Natural-language object grounding data:
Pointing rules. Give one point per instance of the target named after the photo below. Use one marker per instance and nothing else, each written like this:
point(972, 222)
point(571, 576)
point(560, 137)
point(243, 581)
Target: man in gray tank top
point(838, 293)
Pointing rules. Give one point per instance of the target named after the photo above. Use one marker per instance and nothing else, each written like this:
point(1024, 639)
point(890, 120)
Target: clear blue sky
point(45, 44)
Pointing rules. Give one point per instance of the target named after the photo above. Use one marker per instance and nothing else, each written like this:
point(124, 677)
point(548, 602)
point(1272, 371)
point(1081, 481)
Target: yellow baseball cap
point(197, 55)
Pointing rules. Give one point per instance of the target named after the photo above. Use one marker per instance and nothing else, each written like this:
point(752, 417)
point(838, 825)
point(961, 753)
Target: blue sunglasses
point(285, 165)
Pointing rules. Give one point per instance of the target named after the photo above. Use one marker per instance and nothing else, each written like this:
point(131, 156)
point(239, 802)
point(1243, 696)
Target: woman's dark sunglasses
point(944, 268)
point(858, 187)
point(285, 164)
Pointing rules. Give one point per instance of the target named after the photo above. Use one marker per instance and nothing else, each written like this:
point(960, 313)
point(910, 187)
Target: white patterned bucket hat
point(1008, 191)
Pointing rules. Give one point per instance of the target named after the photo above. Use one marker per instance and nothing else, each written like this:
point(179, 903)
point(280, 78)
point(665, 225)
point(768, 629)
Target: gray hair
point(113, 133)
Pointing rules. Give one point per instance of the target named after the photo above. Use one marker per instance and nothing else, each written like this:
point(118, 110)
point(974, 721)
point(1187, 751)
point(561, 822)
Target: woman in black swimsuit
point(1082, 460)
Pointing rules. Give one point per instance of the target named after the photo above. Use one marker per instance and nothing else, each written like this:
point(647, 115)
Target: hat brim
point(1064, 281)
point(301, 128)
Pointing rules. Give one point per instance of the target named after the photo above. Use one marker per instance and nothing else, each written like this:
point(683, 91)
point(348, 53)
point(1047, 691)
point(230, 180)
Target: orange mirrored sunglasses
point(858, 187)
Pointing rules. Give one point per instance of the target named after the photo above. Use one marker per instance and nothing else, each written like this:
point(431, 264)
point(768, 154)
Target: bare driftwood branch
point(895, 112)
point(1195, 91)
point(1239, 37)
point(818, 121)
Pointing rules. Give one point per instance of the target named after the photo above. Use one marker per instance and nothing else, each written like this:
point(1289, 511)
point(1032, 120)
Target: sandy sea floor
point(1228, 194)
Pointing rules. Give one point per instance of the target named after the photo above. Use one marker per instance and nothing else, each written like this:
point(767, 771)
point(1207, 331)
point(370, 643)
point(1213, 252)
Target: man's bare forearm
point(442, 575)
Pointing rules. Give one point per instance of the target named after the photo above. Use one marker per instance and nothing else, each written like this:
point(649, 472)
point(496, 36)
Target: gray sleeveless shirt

Problem requirements: Your reply should contain every entry, repeated exactly.

Task answer:
Pointing rules. Give one point per instance of the target named after the photo below. Use one marker per instance and nothing else, each written like this:
point(972, 222)
point(571, 576)
point(560, 137)
point(243, 581)
Target: man in gray tank top
point(838, 293)
Pointing rules. Give one point per instance of the target named after the photo above. Use one marker per instance and nothing else, each written like this:
point(1024, 639)
point(890, 120)
Target: clear blue sky
point(45, 44)
Pointing rules. Give one point per instance of the target named after the photo above. Use one marker per instance and nothing else, each written like this:
point(124, 677)
point(548, 602)
point(1272, 371)
point(1081, 481)
Target: yellow baseball cap
point(197, 55)
Pointing rules. Give one point per instance of the target named after the photo above. Use one marker per instance and nothing else, each written like this:
point(752, 417)
point(838, 825)
point(961, 753)
Target: blue sunglasses
point(285, 165)
Pointing rules. Give one point per instance of the target named after the photo above. Use one marker per instance and nothing else, each written like this:
point(131, 156)
point(239, 802)
point(1243, 696)
Target: woman's dark sunglasses
point(944, 268)
point(858, 187)
point(285, 164)
Pointing rules. Give one point per instance of the target named after the photo above. Use one marker per instance and nothing else, each written like this:
point(960, 313)
point(910, 187)
Target: white patterned bucket hat
point(1008, 191)
Pointing rules. Give one point per instance of the target named after the photo above. Use one marker per instance and nothing else, each written like this:
point(179, 903)
point(280, 78)
point(665, 225)
point(768, 629)
Target: gray hair
point(113, 133)
Pointing rules. Give one point per instance of the target named after the photo above. Use one marker per instance and nothing else, each written like this:
point(118, 110)
point(974, 721)
point(1187, 751)
point(561, 822)
Target: woman in black swimsuit
point(1082, 460)
Pointing rules. Give one point per instance of the target named after the photo above. Use one marker per instance and nothing else, each written like this:
point(647, 115)
Target: hat brim
point(1064, 281)
point(301, 128)
Pointing rules. Give one point per instance of the target named after the photo above. Use one marker per instance and nothing else, each written like this:
point(683, 91)
point(348, 53)
point(1047, 691)
point(230, 180)
Target: orange mirrored sunglasses
point(858, 187)
Pointing rules. Give one point per instance of the target named after the photo above. Use one marker per instance and nothing else, each written like this:
point(431, 264)
point(768, 154)
Target: bare driftwood branch
point(895, 112)
point(1195, 91)
point(1239, 37)
point(818, 121)
Pointing rules. Give one point per instance of the target named after the photo above. Use one marker per instance and nothing else, each written like this:
point(1289, 511)
point(1032, 120)
Target: sandy sea floor
point(1228, 194)
Pointing rules. Give one point per instance of the target named after the photo above. Use one marker per instance and nothing else, each written like this:
point(767, 771)
point(1207, 331)
point(370, 643)
point(1213, 252)
Target: man's bare forearm
point(442, 575)
Pointing rules. Give one point per instance of the target named after the photo above. Use one marker per instance and nothing else, each written like this:
point(649, 472)
point(496, 36)
Target: gray sleeveless shirt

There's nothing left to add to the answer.